Dataset rows
########

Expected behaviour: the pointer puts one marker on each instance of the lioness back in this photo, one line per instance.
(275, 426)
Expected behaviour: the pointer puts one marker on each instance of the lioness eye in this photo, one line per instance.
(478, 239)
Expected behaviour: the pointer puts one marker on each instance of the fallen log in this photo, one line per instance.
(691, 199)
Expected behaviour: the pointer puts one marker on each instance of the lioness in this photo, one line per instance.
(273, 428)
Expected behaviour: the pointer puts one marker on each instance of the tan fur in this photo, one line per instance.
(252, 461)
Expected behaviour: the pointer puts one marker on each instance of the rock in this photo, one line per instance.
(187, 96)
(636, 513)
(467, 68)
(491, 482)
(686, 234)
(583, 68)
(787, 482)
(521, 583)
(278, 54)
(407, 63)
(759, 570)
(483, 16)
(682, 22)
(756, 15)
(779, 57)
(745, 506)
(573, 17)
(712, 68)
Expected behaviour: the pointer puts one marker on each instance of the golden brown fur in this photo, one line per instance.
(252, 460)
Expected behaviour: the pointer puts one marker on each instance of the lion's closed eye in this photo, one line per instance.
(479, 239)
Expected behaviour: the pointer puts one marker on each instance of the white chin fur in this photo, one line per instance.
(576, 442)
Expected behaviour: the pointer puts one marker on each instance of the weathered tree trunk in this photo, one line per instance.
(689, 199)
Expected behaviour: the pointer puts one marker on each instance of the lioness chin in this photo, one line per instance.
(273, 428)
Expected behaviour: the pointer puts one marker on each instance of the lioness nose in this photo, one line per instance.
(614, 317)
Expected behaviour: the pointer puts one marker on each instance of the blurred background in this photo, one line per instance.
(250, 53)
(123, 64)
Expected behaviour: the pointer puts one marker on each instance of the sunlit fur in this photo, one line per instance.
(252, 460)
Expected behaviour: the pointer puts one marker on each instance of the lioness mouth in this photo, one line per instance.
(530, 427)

########

GOAL
Can you write out the listing above again, changing every "lioness" to "lion" and leaving everything else untouched?

EXERCISE SOLUTION
Expected behaviour: the pointer puts one marker on each instance of the lion back in this photo, one line per instance.
(275, 426)
Expected behaviour: the pointer puts one marker on each instance of the lion eye in this photo, one line per instance.
(478, 239)
Expected behaviour: the pointer puts one marker on each instance of the fallen log in this photo, one line per instance.
(691, 199)
Expected behaviour: the pointer puts one marker on each instance of the lion in this photo, one line per instance.
(273, 428)
Expected behaviour: the pointer puts one marker on each instance of the tan fur in this photo, one line per instance.
(252, 461)
Expected behaviour: the pointer puts one marker on each instance of the rock in this photo, one line per instance.
(187, 96)
(636, 513)
(467, 68)
(491, 482)
(686, 234)
(583, 68)
(787, 482)
(521, 583)
(278, 54)
(407, 63)
(759, 570)
(483, 16)
(682, 22)
(756, 15)
(779, 57)
(745, 506)
(573, 17)
(712, 68)
Expected behaviour: the pointer puts one marker on each instance of the golden brown fur in this photo, one line per instance.
(252, 460)
Expected behaviour: the pointer puts one marker on each instance of the lion's closed eye in this photo, one line per instance.
(479, 239)
Expected behaviour: the pointer puts one marker on each instance of the white chin fur in this photo, one line per instance.
(576, 442)
Expected behaviour: the pointer puts one marker on each instance of the weathered tree trunk in this photo, one line per instance.
(689, 199)
Expected behaviour: the pointer puts one marker on each instance of the lion chin in this photo, one line per instance.
(273, 428)
Expected behaviour: the pointer puts one marker on each instance of the lion nose in this photo, one line per instance.
(614, 317)
Expected behaviour: the pointer puts one marker on each instance of the blurred background in this photo, one line per instance.
(250, 53)
(123, 64)
Expected behaviour: the pointer puts one marker on each instance of the sunlit fur in this photo, one line per instance.
(252, 460)
Expected behaviour: the pointer puts one marker on each instance of the lion mouth in this photo, one line per instance.
(530, 427)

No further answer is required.